>> Begin Data for this task
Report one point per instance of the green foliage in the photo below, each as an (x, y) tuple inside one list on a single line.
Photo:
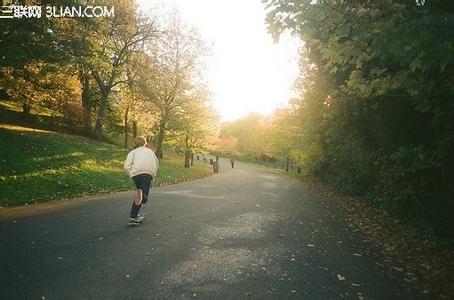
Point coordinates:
[(39, 166), (375, 115)]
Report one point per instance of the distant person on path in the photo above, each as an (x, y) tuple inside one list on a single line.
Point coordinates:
[(141, 165)]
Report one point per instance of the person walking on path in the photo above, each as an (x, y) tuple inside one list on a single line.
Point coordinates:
[(142, 166)]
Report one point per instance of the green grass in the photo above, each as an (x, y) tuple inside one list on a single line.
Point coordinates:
[(39, 166)]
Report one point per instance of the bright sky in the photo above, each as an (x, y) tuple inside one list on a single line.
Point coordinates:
[(247, 71)]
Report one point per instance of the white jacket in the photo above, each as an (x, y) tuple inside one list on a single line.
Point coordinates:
[(141, 161)]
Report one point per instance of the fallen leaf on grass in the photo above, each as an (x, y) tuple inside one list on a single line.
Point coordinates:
[(340, 277)]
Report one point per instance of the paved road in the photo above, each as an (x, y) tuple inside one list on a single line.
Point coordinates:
[(244, 233)]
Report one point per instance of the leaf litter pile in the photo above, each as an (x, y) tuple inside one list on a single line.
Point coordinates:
[(422, 263)]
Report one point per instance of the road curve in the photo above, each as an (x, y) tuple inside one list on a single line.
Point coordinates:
[(243, 233)]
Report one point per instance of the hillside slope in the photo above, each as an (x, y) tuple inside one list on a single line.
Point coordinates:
[(38, 166)]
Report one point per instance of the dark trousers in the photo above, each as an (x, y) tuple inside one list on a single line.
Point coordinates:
[(143, 182)]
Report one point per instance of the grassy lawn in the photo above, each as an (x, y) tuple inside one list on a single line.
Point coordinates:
[(38, 166)]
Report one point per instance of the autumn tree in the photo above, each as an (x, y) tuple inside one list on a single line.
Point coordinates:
[(174, 62)]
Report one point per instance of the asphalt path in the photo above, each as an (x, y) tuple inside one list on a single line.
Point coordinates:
[(242, 233)]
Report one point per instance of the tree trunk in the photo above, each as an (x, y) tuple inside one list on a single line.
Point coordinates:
[(101, 114), (187, 152), (126, 127), (86, 103), (160, 139), (134, 128)]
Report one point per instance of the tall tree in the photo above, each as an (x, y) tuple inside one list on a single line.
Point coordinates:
[(175, 62)]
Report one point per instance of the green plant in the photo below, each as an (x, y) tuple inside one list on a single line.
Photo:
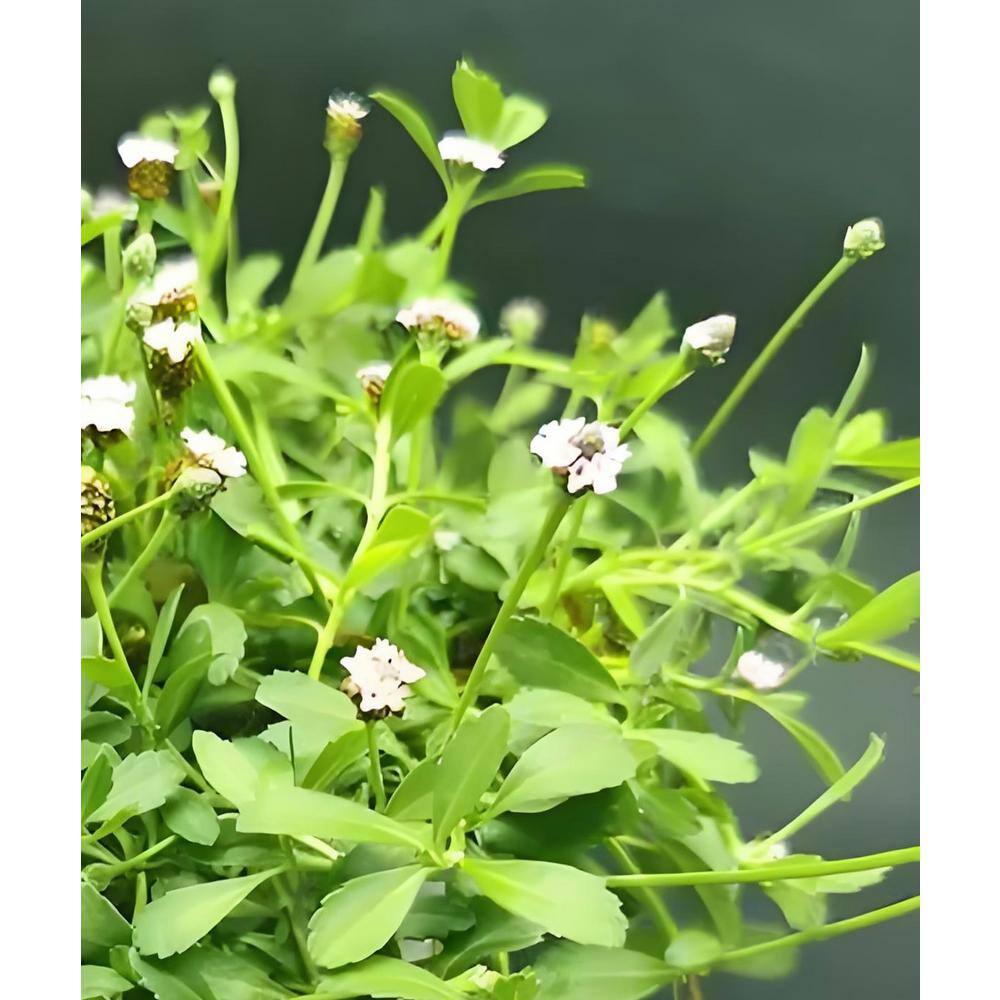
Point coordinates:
[(375, 703)]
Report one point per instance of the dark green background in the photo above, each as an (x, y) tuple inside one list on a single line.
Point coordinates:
[(729, 145)]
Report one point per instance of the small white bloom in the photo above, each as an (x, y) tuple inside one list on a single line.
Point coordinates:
[(588, 454), (864, 238), (175, 340), (712, 337), (108, 200), (341, 105), (461, 148), (213, 455), (381, 675), (106, 404), (760, 671), (134, 148), (458, 321)]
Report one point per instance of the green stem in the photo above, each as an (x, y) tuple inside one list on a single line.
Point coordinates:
[(92, 575), (324, 215), (657, 908), (148, 554), (220, 228), (375, 768), (258, 466), (565, 554), (116, 522), (774, 872), (771, 349), (678, 372), (822, 933), (532, 558)]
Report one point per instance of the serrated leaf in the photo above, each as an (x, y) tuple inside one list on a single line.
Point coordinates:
[(357, 919)]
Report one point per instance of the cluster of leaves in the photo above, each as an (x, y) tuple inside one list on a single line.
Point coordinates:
[(234, 847)]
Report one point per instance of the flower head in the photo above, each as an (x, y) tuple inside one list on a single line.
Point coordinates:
[(457, 147), (210, 454), (172, 339), (522, 319), (380, 675), (864, 238), (106, 405), (589, 455), (373, 377), (760, 671), (455, 320), (712, 337)]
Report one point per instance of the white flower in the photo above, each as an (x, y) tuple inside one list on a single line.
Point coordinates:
[(175, 340), (458, 320), (461, 148), (134, 148), (589, 454), (106, 404), (760, 671), (342, 105), (712, 337), (212, 455), (381, 675), (864, 238)]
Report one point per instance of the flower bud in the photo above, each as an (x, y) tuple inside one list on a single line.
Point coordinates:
[(522, 319), (711, 337), (222, 85), (139, 257), (864, 238)]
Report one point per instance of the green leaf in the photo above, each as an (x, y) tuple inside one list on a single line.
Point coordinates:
[(387, 977), (356, 919), (478, 98), (417, 126), (705, 755), (894, 459), (300, 698), (544, 177), (302, 811), (401, 531), (98, 981), (235, 769), (589, 972), (542, 655), (564, 901), (181, 917), (468, 766), (573, 760), (140, 782), (190, 816), (411, 393), (888, 614)]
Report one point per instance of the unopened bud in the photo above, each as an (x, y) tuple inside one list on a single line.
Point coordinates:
[(864, 238), (522, 319), (711, 337), (139, 257)]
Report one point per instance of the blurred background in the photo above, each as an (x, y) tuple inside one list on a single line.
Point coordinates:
[(729, 145)]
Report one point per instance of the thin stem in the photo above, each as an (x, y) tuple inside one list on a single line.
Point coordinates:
[(773, 872), (375, 768), (528, 566), (324, 215), (657, 908), (677, 373), (116, 522), (258, 466), (220, 228), (765, 357), (148, 554), (565, 554), (822, 933)]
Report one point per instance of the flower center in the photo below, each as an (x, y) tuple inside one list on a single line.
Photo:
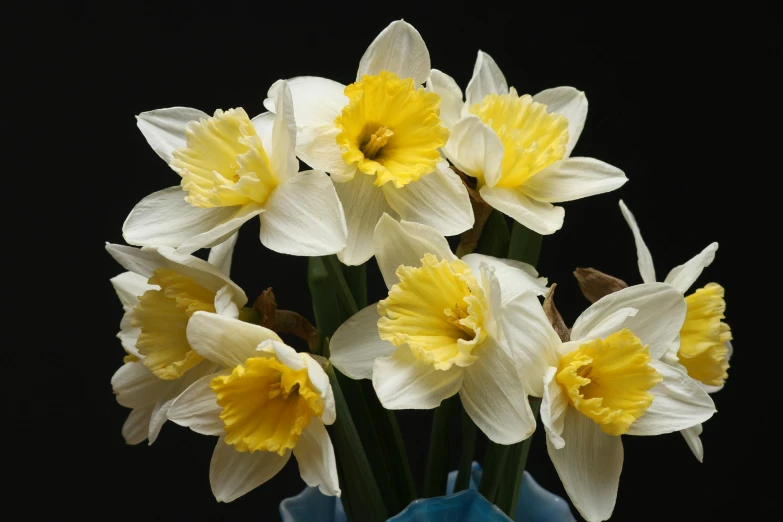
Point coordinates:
[(163, 318), (391, 129), (266, 405), (703, 338), (438, 310), (224, 163), (609, 380), (532, 138)]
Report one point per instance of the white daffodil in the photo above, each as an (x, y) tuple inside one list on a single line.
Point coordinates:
[(380, 139), (518, 147), (705, 340), (608, 380), (233, 169), (270, 401), (159, 293), (440, 331)]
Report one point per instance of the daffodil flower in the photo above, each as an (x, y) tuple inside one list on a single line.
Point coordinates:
[(440, 331), (608, 380), (705, 340), (233, 169), (518, 147), (160, 292), (269, 402), (380, 139)]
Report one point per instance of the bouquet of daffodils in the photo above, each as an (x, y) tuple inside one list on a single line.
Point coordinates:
[(399, 159)]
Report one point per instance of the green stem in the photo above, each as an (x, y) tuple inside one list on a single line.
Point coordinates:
[(466, 456), (525, 245), (437, 469)]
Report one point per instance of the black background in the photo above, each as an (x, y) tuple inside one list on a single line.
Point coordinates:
[(673, 94)]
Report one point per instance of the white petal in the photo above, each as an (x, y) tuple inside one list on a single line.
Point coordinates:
[(661, 312), (317, 146), (450, 96), (573, 178), (315, 455), (475, 149), (304, 217), (683, 276), (571, 103), (146, 260), (164, 218), (553, 408), (357, 343), (221, 255), (439, 200), (233, 473), (135, 428), (364, 204), (129, 287), (282, 156), (402, 382), (398, 49), (197, 407), (493, 395), (515, 277), (679, 403), (398, 243), (226, 341), (589, 466), (136, 386), (691, 436), (487, 79), (531, 339), (540, 217), (165, 128), (643, 256), (317, 101)]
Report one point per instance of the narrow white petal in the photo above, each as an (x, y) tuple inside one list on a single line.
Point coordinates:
[(571, 103), (494, 396), (197, 407), (317, 146), (221, 255), (538, 216), (487, 79), (691, 436), (317, 101), (356, 344), (129, 287), (554, 405), (399, 49), (226, 341), (661, 312), (439, 200), (402, 382), (531, 339), (515, 277), (679, 403), (136, 426), (450, 96), (589, 466), (683, 276), (164, 129), (233, 473), (315, 455), (397, 243), (643, 256), (573, 178), (475, 149), (364, 204), (304, 217), (146, 260)]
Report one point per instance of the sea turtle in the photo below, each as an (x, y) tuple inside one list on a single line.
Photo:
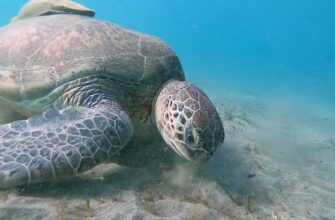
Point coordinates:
[(36, 8), (76, 91)]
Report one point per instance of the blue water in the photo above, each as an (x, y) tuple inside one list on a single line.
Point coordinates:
[(266, 47), (281, 52)]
>> End Data for this task
Exercise goal: Copy out the lines of the records from the line with "Report one point per instance of the flower center" to the line with "[(466, 456), (525, 245), (437, 469)]", both included, keeping each line unchanged and leaving out the pictures.

Answer below:
Report one point per instance of the flower center in the photo below, each as an (x, y) tuple inside one list on a single line.
Photo:
Point coordinates:
[(163, 318), (391, 129), (266, 405), (703, 338), (438, 310), (224, 163), (609, 380), (532, 138)]
Report one point per instance of the white daffodil in the photo above, each as an (x, y) tuple inside one list on a single line.
Point coordinates:
[(380, 139), (518, 147), (705, 340), (608, 380), (233, 169), (270, 401), (159, 293), (440, 331)]
Report one point per instance of the daffodil flower in the photo above, each as an (x, y) tuple inside one list on a single line.
Point coordinates:
[(440, 331), (608, 380), (705, 340), (233, 169), (518, 147), (160, 292), (269, 402), (380, 139)]
Report one point per instance of the bouquet of daffodils in the photo above, each as an (x, y) tuple inside one list on a single line.
Point coordinates:
[(399, 159)]
Report one point per instance of the green stem in the photo above, each as an (x, y) tuple inside one list on a single line.
Point coordinates:
[(466, 456), (525, 245), (437, 469)]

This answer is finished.